## Exercise task a
Lay out the records as a Markdown table with the columns Row and Line. Start at the line that contains "Mark the bench", stop after the line that contains "Mark the fallen", number each row, and leave out blank lines.

## Extract provided
----

He that is his own appraiser will be mistaken in the value.

Afflictions, if we make a discreet use of them, are messengers of love from heaven to invite us thither.

Household affairs ought insensibly to slide along, and represent a still current without noise or waves.

In the morning say to thyself, What shall I do this day which God has given me? How shall I employ it to his glory? In the evening consider within thyself, and recollect, What have I done this day, and how have I spent it?

Religion naturally tends to all that is great, worthy, friendly, generous, and noble: and the true spirit of it, not only composes, but cheers the soul. Though it banishes all levity of behaviour, all vicious and dissolute mirth, yet in exchange it fills the mind with a perpetual serenity and uninterrupted pleasure. The contemplation of divine mercy and power, and the exercise of virtue, are in their own nature so far from

excluding all gladness of heart, that they are the principal and constant sources of it.

It was the practice of Vespasian, the Roman emperor, to call himself to an account every night for the actions of the past day; and as often as he let slip one day without doing good, he entered upon his diary this memorial:

"I have lost a day."

Count that day lost, whose low descending sun
Views from thy hand no worthy action done.

----

## Data shown
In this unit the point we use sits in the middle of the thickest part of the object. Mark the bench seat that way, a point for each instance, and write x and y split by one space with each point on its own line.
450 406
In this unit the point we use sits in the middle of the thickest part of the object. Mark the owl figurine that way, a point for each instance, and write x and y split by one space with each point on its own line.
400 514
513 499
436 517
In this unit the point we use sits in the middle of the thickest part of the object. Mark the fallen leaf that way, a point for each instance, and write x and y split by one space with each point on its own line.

----

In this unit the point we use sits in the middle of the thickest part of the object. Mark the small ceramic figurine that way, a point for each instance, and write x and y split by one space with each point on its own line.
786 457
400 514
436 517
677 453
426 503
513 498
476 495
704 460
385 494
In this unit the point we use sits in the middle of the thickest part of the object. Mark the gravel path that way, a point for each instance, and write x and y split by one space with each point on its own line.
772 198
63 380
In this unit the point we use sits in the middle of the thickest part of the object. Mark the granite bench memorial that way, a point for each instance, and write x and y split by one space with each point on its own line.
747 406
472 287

----

## Exercise task b
For each statement, say yes or no according to the maxims, and quote the words that decide it: (i) Vespasian called himself to account every morning for the day ahead. (ii) Afflictions, used discreetly, are described as messengers of love from heaven. (iii) Household affairs should move along with noise and waves.

## Exercise response a
| Row | Line |
|---|---|
| 1 | In this unit the point we use sits in the middle of the thickest part of the object. Mark the bench seat that way, a point for each instance, and write x and y split by one space with each point on its own line. |
| 2 | 450 406 |
| 3 | In this unit the point we use sits in the middle of the thickest part of the object. Mark the owl figurine that way, a point for each instance, and write x and y split by one space with each point on its own line. |
| 4 | 400 514 |
| 5 | 513 499 |
| 6 | 436 517 |
| 7 | In this unit the point we use sits in the middle of the thickest part of the object. Mark the fallen leaf that way, a point for each instance, and write x and y split by one space with each point on its own line. |

## Exercise response b
(i) No: "to call himself to an account every night for the actions of the past day"
(ii) Yes: "Afflictions, if we make a discreet use of them, are messengers of love from heaven to invite us thither."
(iii) No: "represent a still current without noise or waves"